Identify the line that contains "The component shall mark a point on the blue sky, providing" in the material. Output it and every line after it, unchanged, through the end.

━━━ Input records

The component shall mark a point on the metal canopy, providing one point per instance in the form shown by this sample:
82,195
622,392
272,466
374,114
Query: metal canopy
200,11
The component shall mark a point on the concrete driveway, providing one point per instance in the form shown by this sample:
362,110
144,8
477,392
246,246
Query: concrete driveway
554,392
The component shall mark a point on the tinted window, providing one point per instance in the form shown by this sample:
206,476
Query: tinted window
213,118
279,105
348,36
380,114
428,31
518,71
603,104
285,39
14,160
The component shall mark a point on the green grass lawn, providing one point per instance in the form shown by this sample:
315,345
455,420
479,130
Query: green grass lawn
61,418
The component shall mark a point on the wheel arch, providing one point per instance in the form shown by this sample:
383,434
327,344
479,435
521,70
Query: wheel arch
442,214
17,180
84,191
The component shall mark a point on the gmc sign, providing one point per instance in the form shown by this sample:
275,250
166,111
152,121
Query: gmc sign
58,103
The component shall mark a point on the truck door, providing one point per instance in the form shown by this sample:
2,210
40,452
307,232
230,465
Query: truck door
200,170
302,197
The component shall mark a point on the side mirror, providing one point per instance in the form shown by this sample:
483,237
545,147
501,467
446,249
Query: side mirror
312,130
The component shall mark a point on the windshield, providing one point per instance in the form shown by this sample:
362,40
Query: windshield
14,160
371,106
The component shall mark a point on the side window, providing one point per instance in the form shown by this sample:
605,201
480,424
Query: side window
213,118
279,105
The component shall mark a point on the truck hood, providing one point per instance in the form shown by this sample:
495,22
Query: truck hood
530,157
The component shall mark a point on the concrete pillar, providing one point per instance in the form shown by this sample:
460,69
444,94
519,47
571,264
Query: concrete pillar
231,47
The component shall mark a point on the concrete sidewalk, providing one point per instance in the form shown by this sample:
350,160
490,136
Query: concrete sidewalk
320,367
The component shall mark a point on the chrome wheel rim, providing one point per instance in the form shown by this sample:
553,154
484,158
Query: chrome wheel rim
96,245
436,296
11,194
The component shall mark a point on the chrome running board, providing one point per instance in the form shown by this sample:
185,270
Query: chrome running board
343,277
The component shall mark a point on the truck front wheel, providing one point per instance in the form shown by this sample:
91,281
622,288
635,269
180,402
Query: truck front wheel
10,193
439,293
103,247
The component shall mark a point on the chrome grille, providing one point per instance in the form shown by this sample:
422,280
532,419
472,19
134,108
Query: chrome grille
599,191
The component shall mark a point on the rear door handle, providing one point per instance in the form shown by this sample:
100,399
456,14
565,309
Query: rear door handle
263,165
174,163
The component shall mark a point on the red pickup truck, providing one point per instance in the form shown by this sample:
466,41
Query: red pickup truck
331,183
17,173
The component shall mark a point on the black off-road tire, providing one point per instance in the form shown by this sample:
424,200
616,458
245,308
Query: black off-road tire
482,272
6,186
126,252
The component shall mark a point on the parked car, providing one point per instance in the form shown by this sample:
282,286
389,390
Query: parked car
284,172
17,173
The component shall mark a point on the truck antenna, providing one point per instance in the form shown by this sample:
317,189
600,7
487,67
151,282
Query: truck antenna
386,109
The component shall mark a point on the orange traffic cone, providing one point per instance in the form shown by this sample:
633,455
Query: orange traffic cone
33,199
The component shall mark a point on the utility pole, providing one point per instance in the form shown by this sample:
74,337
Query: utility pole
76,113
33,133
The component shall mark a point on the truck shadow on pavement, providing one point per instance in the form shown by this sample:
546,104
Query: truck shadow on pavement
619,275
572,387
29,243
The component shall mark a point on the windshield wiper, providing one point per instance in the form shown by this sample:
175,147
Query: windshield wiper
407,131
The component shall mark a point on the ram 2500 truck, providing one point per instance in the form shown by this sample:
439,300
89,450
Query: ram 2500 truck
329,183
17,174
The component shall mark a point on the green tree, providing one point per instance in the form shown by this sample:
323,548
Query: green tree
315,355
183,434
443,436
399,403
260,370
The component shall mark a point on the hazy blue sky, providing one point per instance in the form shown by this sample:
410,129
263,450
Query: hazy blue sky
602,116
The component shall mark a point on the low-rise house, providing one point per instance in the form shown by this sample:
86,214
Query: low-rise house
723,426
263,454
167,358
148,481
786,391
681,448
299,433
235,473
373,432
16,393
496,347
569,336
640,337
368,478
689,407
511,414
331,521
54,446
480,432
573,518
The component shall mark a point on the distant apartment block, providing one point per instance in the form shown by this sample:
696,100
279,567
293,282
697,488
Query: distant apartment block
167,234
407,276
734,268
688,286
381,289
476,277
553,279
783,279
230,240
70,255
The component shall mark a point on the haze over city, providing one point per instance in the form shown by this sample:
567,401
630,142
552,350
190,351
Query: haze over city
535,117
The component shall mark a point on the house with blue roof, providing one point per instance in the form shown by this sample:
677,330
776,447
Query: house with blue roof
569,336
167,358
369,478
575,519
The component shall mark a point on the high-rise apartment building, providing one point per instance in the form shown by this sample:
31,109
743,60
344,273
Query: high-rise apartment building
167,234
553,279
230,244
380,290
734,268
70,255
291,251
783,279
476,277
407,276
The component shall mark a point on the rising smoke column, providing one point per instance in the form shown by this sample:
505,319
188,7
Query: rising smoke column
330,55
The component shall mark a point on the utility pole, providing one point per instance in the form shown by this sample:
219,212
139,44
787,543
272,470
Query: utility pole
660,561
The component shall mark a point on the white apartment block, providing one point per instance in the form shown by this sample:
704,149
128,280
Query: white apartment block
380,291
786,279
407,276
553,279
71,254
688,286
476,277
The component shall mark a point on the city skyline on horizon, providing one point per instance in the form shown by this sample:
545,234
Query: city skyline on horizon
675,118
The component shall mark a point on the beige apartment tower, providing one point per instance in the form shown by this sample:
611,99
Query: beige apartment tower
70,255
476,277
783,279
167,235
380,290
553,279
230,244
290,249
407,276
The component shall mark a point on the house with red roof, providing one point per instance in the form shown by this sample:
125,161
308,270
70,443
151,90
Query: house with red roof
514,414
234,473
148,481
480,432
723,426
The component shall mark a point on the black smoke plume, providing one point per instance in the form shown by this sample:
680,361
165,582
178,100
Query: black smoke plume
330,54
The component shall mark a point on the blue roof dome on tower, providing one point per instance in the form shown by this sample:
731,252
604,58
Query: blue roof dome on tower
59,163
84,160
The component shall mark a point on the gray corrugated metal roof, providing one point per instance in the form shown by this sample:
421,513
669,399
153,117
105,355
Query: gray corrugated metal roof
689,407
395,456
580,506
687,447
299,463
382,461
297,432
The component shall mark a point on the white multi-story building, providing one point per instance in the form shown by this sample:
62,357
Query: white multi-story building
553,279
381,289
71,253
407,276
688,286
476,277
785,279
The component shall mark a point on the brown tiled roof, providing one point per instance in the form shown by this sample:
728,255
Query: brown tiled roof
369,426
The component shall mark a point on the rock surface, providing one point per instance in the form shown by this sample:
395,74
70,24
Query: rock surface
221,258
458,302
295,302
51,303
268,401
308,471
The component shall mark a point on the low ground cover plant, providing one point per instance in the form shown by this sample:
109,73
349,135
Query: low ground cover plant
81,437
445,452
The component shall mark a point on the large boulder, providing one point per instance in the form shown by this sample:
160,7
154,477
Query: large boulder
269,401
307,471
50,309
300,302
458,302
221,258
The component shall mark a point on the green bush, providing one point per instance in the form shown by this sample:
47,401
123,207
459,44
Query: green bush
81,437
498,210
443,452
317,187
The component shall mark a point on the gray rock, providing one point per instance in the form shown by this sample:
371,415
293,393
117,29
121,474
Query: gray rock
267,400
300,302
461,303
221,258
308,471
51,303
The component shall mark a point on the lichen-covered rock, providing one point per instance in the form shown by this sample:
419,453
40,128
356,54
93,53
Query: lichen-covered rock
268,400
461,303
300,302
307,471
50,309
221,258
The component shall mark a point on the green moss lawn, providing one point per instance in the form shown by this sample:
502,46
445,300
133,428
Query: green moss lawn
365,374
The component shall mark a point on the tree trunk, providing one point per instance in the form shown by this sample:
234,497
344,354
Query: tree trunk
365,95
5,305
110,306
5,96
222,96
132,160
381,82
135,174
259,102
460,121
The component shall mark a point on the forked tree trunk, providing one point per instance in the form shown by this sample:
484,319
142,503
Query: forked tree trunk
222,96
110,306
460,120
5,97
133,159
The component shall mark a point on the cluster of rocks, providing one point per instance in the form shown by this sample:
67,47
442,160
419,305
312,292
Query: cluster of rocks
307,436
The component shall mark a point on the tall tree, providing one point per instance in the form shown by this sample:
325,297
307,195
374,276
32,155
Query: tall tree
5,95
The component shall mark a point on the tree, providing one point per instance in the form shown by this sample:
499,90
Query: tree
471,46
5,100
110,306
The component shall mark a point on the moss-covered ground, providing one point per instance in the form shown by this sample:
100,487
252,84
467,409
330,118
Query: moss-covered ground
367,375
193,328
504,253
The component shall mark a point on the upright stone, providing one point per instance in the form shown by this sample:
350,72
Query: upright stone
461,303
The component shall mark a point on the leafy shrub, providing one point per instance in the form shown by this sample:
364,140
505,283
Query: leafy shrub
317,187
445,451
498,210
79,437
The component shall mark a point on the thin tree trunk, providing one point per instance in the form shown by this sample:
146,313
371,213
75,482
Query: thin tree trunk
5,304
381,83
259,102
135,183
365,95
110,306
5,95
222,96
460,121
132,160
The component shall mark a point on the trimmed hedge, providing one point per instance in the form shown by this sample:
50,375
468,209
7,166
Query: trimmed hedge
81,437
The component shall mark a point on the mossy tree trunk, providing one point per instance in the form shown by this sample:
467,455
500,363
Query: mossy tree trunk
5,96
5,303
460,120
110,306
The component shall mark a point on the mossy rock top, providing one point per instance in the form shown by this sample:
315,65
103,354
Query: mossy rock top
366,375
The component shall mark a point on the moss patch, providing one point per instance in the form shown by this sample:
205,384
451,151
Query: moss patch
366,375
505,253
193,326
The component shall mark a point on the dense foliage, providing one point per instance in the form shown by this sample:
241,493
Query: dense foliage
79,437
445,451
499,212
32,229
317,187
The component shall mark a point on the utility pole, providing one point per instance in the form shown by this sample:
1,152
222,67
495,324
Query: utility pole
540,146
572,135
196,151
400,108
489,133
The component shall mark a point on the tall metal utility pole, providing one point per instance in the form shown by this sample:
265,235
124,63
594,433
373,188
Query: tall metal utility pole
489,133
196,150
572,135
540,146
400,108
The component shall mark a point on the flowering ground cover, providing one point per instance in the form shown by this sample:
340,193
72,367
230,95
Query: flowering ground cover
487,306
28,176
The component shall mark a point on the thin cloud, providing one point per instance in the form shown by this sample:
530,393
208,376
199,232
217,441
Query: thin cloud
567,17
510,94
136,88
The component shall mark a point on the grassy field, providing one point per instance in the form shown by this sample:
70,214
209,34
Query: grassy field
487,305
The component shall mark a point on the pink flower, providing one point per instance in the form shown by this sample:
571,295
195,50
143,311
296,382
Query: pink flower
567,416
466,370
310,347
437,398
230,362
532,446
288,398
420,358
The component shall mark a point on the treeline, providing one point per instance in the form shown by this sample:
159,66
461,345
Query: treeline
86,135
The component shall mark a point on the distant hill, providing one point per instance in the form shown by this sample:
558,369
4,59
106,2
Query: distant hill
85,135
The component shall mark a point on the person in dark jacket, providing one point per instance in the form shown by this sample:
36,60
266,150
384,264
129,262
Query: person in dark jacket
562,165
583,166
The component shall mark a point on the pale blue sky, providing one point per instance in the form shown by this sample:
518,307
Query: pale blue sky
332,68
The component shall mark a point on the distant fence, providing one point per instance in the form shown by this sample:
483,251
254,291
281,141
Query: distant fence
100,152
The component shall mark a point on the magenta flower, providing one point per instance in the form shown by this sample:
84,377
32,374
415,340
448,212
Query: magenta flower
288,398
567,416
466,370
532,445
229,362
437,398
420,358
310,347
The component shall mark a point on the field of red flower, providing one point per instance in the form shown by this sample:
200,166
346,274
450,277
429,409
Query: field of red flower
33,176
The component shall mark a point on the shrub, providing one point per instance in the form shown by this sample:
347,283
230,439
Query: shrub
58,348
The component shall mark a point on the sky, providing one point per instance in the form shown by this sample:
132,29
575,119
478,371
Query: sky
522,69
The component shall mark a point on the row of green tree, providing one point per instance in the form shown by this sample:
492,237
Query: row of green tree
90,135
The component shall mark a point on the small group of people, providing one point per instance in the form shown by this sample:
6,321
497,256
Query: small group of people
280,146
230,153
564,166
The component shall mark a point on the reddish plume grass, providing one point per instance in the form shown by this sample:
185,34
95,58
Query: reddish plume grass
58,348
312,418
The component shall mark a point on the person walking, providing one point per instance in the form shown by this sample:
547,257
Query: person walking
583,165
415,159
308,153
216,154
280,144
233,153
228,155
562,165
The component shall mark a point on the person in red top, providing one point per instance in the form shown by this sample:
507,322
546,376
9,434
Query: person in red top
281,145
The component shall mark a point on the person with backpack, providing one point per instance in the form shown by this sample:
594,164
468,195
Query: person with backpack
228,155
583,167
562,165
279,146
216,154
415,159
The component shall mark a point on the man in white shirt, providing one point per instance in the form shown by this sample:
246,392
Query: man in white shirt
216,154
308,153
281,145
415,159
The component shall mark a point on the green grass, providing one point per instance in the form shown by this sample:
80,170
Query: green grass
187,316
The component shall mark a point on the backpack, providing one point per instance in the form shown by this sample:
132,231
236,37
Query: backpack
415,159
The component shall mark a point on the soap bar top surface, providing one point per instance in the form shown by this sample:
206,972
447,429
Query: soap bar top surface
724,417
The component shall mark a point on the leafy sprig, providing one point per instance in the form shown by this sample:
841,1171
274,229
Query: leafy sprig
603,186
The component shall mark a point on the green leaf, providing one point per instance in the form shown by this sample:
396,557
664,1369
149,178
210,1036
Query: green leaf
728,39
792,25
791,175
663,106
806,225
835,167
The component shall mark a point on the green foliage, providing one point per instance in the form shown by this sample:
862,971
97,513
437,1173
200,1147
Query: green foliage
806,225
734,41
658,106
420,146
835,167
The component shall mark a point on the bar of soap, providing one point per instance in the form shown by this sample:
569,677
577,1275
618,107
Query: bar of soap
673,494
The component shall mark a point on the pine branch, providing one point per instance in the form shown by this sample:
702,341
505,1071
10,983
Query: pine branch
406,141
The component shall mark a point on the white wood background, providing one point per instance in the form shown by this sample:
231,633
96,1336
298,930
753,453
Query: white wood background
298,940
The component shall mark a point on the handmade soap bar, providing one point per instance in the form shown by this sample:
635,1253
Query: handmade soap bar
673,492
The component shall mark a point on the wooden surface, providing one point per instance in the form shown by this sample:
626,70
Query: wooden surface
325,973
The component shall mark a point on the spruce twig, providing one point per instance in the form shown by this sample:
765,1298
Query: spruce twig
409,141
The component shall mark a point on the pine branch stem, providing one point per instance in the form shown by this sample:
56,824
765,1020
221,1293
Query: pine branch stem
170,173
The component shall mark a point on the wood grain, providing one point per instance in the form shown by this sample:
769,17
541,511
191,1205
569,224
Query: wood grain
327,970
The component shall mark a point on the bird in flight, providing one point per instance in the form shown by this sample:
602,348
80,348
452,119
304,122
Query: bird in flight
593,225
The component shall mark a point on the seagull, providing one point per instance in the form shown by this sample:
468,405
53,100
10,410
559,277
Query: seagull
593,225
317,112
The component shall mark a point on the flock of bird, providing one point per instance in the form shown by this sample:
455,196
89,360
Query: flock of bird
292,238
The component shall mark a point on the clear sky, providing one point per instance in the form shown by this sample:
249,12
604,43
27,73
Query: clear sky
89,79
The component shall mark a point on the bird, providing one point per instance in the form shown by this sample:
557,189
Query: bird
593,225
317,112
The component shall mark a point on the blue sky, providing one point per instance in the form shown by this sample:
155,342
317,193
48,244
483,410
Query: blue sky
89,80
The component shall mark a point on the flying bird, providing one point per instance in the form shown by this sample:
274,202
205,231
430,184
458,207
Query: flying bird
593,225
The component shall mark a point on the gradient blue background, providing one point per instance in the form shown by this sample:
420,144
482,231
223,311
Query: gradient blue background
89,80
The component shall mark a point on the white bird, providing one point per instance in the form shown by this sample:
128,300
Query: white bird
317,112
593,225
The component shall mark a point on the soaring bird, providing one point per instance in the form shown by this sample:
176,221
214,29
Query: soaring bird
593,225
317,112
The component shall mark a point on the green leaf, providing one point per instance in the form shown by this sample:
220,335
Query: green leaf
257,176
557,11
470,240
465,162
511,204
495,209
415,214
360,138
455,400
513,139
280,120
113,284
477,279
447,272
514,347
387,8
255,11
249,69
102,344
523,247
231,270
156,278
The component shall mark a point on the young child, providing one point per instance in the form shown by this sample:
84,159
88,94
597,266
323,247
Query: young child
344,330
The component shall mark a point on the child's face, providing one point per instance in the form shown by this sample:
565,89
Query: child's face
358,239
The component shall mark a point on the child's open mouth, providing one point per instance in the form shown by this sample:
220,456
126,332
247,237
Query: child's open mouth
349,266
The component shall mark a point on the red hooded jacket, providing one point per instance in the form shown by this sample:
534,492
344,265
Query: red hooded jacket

━━━━━━

Exercise answer>
The component shall mark a point on the blue sky, providing one point per instance in the form shown by this sample:
155,342
317,193
48,244
483,410
Query: blue sky
89,80
The component shall mark a point on the flying bird, providing one point per instance in the form shown by this sample:
274,202
205,231
430,184
458,207
Query: flying bird
593,225
The component shall mark a point on the gradient blue background, providing one point per instance in the form shown by this sample:
420,144
482,231
223,311
Query: gradient blue background
89,80
The component shall mark a point on the white bird, providing one point per instance in the form shown by this sample:
128,300
Query: white bird
317,112
593,225
The component shall mark a point on the soaring bird, providing one point per instance in the form shown by this sample:
176,221
214,29
Query: soaring bird
593,225
317,112
The component shall mark a point on the green leaf, providing one point per instance in the form shown by this sample:
220,335
Query: green leaf
257,176
557,11
470,240
465,162
511,204
495,209
415,214
360,138
455,400
513,139
280,120
113,284
477,279
447,272
514,347
387,8
255,11
249,69
102,344
523,247
231,270
156,278
The component shall mark a point on the young child, providing one point per instance in the form shown by this sample:
84,159
88,94
597,266
323,247
Query: young child
344,330
The component shall mark a point on the child's face, providing one point per instance in the form shown by this sample:
565,89
Query: child's face
358,239
The component shall mark a point on the child's open mouth, providing one point per instance in the form shown by this sample:
220,456
126,332
247,237
Query: child's open mouth
349,266
The component shall mark a point on the red hooded jacket, providing one point per instance in the form shown by this sample:
534,492
344,265
Query: red hooded jacket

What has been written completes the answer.